─── Selected passage

The Superior Chill: Clear Ice vs. Cloudy Ice
Have you ever looked at the ice they serve you in a restaurant compared to the ice you make at home? You might have noticed that it's crystal clear, while the ice at home is white and cloudy. Why is that? Why should you care?
Restaurant ice is clear because restaurants and bar owners use specialized ice making equipment that freezes ice from the inside out, rather than the outside in, like you do at home. The difference seems small, but it has significant benefits. Clear ice lasts longer, looks better, and does a better job chilling your drink than cloudy ice. But you don't have to go to a restaurant for clear ice. You can make it at home with the right equipment, or the right technique.
What Causes Cloudy Ice?
Cloudy ice is caused by minerals and air particles that become trapped it freezes. All water contains some level of minerals and dissolved gases. Even distilled and filtered water contains small amounts. They're normally invisible because they're suspended amid the water particles, but as water freezes, they get trapped between the ice crystals and show up in ice cubes as white flakes or tiny bubbles. Because of its impurities, cloudy ice is significantly less dense than clear ice and melts five times faster, which is why iot's frowned on by bartenders and restuarnt owners. It dilutes drinks very quickly without chilling it as effectively. It also tastes different. It's sublte, but most people are sensitive enough to detect the difference between clear ice and cloudy ice if given one of each.
How Do You Make Clear Ice?
In order to make clear ice, you need to understand the freezing process the way restaurants and artisanel ice makers do. Instead of freezing water from the outside in, they use specialized ice makers to freeze ice in layers, from the inside out, the way the ice forms in nature.

──────

> [Description of the task]: In the article on clear versus cloudy ice, how much faster does cloudy ice melt than clear ice?

─── Provided data

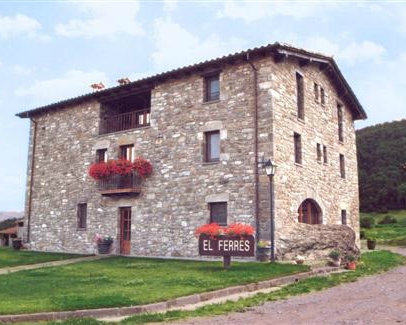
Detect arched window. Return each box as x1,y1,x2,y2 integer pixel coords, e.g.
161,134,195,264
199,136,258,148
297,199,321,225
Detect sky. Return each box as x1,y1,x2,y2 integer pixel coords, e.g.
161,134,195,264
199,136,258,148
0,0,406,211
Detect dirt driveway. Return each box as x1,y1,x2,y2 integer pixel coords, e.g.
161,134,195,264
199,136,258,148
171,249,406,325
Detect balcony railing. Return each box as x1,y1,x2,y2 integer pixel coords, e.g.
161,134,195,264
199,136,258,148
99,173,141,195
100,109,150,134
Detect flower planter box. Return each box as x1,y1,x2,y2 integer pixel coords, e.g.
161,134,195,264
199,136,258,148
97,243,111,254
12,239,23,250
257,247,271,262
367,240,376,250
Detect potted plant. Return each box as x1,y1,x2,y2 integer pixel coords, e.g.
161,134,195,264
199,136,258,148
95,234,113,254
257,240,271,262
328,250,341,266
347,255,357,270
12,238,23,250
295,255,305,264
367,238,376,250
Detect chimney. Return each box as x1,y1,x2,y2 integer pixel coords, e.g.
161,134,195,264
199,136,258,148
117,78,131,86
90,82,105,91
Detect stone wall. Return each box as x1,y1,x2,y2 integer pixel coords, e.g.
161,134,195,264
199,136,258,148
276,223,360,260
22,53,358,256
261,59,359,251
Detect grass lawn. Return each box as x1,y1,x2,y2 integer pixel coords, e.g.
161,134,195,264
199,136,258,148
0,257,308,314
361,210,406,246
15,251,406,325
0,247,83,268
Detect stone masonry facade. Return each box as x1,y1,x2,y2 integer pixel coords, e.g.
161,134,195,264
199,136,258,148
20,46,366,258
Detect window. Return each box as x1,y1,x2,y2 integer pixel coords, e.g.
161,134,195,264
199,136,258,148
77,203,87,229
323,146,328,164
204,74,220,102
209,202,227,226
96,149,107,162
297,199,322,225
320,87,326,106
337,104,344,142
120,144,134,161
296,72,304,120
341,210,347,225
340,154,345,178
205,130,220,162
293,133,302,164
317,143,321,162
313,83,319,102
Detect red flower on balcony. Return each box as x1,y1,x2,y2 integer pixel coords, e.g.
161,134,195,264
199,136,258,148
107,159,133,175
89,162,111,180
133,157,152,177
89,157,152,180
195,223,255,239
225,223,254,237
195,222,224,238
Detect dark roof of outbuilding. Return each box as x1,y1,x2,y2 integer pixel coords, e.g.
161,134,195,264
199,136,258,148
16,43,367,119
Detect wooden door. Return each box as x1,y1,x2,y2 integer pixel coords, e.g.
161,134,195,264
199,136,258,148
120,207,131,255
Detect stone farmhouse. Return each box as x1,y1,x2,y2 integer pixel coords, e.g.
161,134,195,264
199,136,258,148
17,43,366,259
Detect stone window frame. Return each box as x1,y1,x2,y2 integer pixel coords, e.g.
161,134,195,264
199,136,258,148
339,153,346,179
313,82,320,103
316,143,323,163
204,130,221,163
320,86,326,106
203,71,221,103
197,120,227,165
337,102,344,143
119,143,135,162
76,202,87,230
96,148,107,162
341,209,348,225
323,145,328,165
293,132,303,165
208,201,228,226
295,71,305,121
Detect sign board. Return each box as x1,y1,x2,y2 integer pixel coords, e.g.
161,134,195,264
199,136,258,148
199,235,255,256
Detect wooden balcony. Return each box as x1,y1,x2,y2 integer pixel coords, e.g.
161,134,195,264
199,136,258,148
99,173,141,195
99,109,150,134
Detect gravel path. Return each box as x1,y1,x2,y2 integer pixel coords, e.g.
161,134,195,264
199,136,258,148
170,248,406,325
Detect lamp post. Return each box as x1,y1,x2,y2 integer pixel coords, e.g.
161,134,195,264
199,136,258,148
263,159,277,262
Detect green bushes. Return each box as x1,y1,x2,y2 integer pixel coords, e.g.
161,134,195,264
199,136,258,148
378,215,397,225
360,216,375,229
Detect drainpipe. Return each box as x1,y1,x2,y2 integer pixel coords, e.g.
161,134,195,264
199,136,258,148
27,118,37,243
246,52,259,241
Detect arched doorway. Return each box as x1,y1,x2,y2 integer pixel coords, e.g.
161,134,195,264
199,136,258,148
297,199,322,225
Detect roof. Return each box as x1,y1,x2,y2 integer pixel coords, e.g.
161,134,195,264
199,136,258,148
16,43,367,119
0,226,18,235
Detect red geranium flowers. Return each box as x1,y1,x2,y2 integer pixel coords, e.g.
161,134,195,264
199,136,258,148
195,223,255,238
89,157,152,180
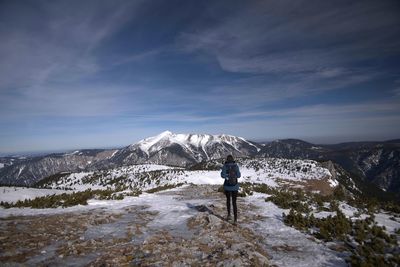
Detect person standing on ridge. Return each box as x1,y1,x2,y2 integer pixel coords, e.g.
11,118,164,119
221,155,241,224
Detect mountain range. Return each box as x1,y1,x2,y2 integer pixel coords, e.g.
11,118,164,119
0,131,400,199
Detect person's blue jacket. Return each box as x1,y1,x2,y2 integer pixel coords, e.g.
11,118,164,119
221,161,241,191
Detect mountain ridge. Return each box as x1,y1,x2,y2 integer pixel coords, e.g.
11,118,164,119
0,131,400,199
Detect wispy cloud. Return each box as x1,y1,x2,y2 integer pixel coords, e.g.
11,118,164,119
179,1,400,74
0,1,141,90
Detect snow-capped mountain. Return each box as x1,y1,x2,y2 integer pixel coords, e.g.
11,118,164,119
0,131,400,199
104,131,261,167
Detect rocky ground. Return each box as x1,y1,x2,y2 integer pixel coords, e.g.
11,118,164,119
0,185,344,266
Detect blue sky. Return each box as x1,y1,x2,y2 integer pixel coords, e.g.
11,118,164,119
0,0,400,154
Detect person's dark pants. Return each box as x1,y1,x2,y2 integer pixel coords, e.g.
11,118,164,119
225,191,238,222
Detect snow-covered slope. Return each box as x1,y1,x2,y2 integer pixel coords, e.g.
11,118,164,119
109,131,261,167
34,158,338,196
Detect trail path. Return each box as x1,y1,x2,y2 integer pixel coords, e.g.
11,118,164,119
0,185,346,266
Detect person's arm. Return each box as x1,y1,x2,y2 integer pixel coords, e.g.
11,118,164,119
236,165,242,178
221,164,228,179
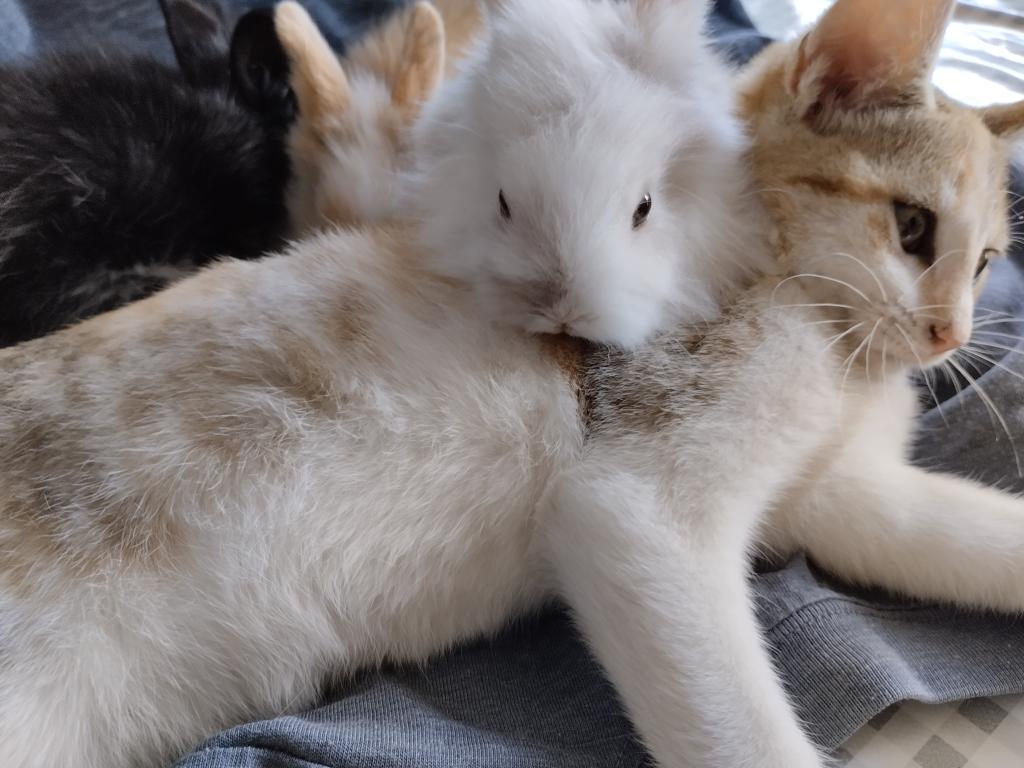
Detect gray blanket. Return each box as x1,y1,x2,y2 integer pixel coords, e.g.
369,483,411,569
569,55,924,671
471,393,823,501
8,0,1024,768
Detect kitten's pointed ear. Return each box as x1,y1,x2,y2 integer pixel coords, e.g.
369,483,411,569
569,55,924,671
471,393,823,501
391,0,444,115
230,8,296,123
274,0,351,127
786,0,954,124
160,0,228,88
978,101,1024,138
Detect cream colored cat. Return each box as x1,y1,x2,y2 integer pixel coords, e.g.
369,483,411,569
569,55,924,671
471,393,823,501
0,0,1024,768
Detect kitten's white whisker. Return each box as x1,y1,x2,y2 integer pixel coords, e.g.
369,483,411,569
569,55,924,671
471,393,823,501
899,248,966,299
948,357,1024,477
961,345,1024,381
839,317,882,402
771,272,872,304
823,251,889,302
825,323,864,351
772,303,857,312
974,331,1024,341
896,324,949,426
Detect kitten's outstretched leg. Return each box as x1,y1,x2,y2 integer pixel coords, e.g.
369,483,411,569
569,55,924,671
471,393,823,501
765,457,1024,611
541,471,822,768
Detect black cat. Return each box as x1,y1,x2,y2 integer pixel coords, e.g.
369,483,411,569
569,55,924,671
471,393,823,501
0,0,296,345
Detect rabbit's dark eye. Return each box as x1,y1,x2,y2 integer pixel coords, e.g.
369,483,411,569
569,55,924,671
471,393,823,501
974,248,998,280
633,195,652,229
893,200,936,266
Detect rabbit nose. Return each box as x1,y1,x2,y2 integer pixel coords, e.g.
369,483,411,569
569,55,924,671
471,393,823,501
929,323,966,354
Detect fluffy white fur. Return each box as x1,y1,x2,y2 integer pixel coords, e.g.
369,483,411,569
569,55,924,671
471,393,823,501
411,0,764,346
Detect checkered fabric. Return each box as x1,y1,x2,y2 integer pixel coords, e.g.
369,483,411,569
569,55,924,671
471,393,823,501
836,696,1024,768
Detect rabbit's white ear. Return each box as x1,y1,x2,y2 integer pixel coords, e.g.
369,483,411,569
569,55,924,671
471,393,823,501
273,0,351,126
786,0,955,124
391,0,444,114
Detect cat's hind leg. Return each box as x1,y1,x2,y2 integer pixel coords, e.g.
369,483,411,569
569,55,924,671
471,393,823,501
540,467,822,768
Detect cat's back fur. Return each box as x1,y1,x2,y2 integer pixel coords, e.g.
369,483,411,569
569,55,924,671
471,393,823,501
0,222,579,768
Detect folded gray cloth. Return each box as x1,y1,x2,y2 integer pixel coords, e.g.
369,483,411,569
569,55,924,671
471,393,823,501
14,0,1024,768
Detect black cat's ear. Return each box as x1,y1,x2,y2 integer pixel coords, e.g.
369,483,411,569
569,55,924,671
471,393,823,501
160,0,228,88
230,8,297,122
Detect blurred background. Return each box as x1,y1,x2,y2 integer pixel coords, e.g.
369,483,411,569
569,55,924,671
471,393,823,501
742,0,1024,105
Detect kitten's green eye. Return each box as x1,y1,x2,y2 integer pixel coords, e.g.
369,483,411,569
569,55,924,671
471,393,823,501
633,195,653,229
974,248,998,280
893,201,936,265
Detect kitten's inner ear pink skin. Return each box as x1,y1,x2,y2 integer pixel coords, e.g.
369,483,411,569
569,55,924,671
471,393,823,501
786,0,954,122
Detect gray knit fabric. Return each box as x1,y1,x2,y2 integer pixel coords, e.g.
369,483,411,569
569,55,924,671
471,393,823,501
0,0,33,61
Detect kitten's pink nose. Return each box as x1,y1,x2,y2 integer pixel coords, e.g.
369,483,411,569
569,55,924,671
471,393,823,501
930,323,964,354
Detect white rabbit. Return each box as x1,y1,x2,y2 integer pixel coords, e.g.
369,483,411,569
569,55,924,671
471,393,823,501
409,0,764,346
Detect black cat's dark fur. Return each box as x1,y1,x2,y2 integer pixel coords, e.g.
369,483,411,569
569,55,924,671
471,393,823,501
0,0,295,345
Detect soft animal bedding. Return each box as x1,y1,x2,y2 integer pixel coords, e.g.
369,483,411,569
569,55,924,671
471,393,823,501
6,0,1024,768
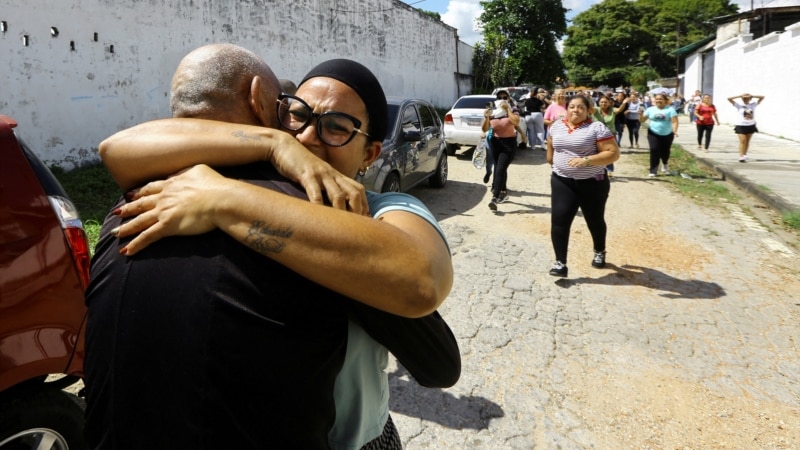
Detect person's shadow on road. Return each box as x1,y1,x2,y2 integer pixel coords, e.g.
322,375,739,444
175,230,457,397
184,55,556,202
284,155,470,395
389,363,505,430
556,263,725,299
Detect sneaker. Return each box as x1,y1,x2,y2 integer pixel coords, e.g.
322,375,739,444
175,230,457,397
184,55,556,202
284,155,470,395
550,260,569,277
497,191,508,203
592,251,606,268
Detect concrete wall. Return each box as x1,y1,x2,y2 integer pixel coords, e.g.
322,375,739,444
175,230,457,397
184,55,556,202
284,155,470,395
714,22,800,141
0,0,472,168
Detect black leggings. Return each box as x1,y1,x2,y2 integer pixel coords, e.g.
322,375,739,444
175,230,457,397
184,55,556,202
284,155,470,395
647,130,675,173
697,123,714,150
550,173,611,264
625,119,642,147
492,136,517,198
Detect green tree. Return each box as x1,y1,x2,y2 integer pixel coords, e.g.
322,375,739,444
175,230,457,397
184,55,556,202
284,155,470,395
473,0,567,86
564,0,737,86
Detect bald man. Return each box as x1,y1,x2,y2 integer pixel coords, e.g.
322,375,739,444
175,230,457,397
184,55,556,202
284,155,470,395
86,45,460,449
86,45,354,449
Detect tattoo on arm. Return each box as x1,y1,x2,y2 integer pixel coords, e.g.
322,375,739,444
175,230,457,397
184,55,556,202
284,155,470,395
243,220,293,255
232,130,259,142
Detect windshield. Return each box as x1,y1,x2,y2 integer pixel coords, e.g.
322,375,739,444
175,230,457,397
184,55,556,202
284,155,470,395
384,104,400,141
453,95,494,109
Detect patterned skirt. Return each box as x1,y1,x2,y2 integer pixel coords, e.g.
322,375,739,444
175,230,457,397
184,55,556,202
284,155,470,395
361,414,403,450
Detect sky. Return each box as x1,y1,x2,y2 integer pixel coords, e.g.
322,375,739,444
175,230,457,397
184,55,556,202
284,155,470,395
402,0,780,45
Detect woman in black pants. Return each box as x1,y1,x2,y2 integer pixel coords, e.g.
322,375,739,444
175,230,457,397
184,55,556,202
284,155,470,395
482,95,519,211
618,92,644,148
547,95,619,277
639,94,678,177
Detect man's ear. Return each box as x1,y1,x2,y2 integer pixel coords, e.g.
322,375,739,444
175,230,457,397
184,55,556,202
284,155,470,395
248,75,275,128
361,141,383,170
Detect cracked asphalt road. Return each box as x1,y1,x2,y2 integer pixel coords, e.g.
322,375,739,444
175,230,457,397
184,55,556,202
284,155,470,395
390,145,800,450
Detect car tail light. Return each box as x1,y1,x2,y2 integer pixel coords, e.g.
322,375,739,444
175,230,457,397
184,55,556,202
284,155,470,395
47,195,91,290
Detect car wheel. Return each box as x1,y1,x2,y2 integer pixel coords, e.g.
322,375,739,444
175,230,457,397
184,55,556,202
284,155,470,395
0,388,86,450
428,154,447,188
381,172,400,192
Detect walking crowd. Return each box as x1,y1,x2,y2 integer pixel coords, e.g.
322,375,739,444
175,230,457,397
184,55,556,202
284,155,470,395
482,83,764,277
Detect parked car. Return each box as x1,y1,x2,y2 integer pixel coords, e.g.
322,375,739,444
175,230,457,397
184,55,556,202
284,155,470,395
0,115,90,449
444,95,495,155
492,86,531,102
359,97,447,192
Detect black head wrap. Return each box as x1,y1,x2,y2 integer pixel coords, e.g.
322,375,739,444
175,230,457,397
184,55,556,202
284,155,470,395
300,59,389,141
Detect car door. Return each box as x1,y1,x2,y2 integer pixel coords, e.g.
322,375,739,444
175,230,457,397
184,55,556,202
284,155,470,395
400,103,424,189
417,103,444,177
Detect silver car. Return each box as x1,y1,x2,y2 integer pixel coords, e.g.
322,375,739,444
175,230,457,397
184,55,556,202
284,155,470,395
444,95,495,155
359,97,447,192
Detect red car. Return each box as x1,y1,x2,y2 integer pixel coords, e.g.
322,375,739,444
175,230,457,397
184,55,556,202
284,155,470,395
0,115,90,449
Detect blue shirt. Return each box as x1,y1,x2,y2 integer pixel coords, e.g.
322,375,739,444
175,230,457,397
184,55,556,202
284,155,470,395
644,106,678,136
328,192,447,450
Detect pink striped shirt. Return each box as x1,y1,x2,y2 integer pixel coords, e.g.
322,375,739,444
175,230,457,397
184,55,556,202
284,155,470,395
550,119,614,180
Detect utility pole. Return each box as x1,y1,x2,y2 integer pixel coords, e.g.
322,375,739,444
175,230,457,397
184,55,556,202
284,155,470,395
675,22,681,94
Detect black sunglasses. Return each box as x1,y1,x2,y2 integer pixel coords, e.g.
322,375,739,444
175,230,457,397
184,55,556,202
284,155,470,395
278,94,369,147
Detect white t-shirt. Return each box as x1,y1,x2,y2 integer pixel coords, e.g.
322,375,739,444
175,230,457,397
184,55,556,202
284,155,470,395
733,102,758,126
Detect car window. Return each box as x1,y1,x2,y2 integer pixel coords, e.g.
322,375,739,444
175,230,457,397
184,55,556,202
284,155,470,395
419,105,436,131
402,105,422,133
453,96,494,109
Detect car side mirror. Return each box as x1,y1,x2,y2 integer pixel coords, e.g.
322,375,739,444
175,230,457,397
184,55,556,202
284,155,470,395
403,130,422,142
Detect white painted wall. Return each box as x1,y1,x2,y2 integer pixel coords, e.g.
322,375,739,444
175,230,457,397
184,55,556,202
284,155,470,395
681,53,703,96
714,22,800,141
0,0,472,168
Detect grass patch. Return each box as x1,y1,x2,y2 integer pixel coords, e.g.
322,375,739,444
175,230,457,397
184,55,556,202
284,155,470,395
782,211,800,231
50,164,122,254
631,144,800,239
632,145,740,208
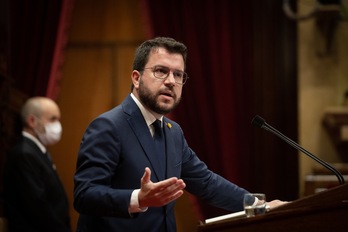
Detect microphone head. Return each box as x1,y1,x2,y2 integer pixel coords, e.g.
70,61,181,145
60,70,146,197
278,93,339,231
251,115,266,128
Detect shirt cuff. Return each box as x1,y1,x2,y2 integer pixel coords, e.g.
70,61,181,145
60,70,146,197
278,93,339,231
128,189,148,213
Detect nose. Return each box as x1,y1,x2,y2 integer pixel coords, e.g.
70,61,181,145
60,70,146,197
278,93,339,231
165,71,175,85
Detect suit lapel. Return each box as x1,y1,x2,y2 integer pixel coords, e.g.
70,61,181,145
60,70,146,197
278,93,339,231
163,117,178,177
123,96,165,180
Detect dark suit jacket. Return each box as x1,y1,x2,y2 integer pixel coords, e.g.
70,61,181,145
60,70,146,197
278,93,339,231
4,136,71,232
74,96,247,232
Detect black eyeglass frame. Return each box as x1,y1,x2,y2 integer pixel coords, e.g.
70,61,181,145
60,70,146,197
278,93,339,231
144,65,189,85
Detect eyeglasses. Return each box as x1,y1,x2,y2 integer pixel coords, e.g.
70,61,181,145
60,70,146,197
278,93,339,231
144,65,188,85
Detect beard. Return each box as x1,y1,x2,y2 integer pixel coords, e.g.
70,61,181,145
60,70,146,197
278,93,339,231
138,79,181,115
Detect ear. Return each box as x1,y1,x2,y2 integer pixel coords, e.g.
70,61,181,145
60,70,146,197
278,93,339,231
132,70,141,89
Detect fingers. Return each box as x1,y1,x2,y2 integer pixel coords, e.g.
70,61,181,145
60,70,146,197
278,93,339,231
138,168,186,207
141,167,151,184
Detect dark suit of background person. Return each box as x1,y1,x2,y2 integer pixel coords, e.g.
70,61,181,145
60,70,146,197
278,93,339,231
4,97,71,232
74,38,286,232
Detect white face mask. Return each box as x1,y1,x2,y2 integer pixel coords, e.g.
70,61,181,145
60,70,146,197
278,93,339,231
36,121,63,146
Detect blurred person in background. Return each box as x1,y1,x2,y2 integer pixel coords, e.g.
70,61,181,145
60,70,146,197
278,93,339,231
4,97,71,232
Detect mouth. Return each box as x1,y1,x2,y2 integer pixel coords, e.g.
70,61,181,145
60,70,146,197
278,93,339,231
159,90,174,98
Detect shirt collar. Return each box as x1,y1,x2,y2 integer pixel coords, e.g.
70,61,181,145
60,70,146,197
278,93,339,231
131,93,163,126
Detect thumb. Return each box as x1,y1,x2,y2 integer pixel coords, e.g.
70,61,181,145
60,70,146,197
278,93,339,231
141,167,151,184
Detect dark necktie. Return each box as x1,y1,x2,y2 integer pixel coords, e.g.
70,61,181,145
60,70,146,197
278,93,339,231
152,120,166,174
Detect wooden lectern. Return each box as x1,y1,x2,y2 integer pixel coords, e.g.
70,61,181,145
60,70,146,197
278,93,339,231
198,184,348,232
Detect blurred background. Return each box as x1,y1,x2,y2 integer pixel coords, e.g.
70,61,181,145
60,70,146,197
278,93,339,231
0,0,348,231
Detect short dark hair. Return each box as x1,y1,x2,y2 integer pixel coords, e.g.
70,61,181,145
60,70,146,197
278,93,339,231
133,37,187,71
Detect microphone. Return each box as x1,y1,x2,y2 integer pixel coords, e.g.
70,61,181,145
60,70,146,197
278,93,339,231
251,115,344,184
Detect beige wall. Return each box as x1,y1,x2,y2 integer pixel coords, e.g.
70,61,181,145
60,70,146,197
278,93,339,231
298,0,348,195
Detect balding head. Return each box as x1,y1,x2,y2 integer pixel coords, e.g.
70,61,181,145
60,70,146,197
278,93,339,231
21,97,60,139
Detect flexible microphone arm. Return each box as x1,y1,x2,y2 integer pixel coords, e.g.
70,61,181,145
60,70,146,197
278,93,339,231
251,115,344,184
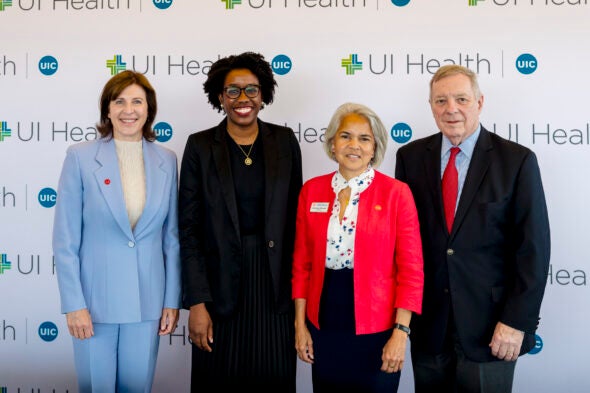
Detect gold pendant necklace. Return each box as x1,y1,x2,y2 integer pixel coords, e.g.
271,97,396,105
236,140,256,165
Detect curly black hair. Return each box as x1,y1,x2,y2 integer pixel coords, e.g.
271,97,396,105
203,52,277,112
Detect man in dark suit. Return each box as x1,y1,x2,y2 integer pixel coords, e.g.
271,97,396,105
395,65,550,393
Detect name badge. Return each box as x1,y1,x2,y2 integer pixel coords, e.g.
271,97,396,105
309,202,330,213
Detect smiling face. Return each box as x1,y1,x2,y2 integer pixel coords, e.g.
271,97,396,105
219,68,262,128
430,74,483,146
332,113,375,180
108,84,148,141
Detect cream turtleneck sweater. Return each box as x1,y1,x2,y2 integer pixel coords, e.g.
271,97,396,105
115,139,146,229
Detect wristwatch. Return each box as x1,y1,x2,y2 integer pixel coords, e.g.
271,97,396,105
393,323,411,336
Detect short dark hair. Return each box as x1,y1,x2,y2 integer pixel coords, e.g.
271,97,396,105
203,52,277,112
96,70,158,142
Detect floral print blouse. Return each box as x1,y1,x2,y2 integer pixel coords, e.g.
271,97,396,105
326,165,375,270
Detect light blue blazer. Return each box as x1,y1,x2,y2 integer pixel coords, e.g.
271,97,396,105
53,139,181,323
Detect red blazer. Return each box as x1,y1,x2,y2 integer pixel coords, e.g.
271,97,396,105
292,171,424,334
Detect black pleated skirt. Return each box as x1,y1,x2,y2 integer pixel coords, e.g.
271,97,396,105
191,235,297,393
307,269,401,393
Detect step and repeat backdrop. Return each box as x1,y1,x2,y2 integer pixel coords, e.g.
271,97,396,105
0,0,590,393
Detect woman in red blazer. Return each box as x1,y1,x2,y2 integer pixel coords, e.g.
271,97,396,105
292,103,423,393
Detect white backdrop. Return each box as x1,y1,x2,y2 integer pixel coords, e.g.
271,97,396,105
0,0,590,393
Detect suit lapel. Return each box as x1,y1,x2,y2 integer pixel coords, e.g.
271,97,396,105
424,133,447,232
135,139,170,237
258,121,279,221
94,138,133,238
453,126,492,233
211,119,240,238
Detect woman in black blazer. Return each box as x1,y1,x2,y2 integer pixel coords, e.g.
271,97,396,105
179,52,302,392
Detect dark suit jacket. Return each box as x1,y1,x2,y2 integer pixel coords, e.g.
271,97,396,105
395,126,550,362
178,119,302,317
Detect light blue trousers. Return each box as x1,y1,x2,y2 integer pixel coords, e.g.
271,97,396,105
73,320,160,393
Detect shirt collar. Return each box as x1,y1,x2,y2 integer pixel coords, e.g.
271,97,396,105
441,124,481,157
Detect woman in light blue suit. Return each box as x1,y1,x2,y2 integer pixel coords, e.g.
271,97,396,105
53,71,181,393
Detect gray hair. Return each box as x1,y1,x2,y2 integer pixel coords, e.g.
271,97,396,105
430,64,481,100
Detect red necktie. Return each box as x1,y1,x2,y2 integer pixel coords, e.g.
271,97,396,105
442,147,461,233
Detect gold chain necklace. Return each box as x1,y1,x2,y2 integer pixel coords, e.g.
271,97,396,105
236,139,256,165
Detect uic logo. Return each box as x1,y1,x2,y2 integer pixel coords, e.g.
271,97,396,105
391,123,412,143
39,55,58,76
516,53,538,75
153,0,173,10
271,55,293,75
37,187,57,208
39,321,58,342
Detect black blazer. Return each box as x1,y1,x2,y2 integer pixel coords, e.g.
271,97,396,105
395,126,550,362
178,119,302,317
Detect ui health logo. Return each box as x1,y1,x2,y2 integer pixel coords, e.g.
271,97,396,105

──────

> [Written solution]: Five times faster.